_WRITTEN TASK_
Can you reproduce the entire listing below word for word, keeping every line unchanged?

_RECORDS FOR THE EXERCISE_
## Begin
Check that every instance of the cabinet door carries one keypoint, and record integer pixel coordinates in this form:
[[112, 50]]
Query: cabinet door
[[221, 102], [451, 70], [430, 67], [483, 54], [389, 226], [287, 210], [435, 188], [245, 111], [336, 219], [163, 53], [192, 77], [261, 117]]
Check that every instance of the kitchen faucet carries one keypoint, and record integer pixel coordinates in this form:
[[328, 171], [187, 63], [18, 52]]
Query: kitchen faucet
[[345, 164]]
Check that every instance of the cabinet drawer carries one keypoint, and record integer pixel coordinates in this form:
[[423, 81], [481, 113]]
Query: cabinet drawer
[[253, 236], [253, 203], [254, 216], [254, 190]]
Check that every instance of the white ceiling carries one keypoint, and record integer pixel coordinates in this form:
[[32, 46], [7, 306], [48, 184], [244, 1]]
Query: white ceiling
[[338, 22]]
## End
_CORRECT RESPONSE_
Check that every instance of the cabinet door carries one keypoint, and record integer pixel coordinates in this form:
[[112, 50]]
Query: cabinet door
[[221, 102], [451, 70], [430, 67], [483, 54], [389, 226], [287, 210], [435, 188], [245, 111], [336, 219], [163, 53], [192, 77], [261, 117]]
Check that every instance of the kitchen faucet carries one keypoint, and record integer pixel coordinates in this form:
[[328, 171], [187, 63], [18, 52]]
Query: kitchen faucet
[[345, 164]]
Check that every instance of the cabinet drawer carries one keypoint, and record integer pixel coordinates in this form:
[[423, 81], [481, 113]]
Query: cabinet drawer
[[253, 236], [253, 203], [254, 216], [254, 190]]
Check that every instance of the white ceiling carries one keypoint, and record integer pixel coordinates in this form:
[[32, 46], [7, 306], [48, 184], [244, 1]]
Query: white ceiling
[[338, 22]]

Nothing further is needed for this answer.